WHAT IS BEING ASKED
What follows is a set of records; repeat all of them exactly.

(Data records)
::::::::::

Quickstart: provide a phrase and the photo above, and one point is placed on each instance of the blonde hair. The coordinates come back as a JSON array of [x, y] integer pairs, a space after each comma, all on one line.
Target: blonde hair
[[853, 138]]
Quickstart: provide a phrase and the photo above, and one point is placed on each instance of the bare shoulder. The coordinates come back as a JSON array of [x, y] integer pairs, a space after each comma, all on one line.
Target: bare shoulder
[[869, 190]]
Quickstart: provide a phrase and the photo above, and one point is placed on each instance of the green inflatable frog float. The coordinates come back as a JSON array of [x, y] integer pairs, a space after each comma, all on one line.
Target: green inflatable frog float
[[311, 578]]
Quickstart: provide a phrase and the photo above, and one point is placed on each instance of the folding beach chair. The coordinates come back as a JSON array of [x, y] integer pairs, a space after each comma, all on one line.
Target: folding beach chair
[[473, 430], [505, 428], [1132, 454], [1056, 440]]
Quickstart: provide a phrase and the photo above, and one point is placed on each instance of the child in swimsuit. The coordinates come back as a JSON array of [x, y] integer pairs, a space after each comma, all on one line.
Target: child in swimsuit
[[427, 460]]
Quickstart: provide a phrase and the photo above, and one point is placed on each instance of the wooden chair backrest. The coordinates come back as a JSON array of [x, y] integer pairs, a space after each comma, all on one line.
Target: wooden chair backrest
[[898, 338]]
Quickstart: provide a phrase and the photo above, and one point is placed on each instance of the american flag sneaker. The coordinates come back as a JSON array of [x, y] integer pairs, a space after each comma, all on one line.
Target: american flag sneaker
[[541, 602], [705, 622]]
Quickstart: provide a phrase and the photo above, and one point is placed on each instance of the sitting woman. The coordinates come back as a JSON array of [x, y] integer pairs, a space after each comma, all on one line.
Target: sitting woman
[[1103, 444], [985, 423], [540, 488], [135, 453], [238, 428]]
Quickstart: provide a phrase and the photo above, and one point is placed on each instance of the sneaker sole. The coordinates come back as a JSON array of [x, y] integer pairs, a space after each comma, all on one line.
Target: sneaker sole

::::::::::

RESPONSE AREA
Quickstart: provide a phrase and the photo above, and one point is placed on each instance of the blonde hair. The coordinates come back as a JSON array of [x, y] integer pairs, a space after each comma, all on one line.
Target: blonde hair
[[853, 138]]
Quickstart: provide a phrase and the photo above, and one point is placed on each instance of the bare shoulder. The coordinates come back as a JSON array of [x, y] integer pairs, a space after each comma, all on one line.
Target: bare shoulder
[[869, 190]]
Quickstart: provide a phrase and the photo above, and one point is placed on each instance of the green inflatable frog float. The coordinates come back as a JSON array of [x, y] integer pairs, a space after each comma, all on one line.
Target: green inflatable frog float
[[311, 578]]
Quickstart: provide a phrase and the photo above, and one point is placed on each instance of the folding beach chair. The coordinates come back as a JSON array of [x, y] integer pairs, a space after each comma, all on one line.
Target: folding beach chair
[[473, 430], [505, 428], [1132, 454], [1056, 440]]
Quickstart: provide a phrase and the photo above, and one point is placed on each instance of the child in swimsuit. The coordinates come back as a JSON array of [x, y] integer pairs, a space after each comma, all on one line.
Target: child in swimsuit
[[427, 460]]
Quickstart: provide a phrase and the photo above, and one point is placed on each instance of the wooden chair backrest. The coordinates come back as a JSON array of [x, y] integer pairs, a space after each comma, all on one line.
Target: wooden chair backrest
[[898, 338]]
Quickstart: provide a phrase and the photo above, and one point is placed on each instance of the american flag sneaker. The coordinates come back as a JSON array of [x, y] integer pairs, a space after each comma, all on one line.
Target: american flag sneaker
[[541, 602], [705, 622]]
Quickstart: provide a phrase and the photo above, and one point is placed on each instance of the sitting woman. The coordinates come back as a JSON array of [x, y] integer pairs, a space after each comma, all on one line.
Target: sitting woman
[[1103, 444], [985, 423], [540, 488], [135, 453], [238, 428]]
Quickstart: provide a phrase and the photo above, and one point is placed on each instance of the sneaker sole. The coordinates come back as a JSON array of [x, y] integer pairs, a space after each comma, all on one line.
Target: sneaker sole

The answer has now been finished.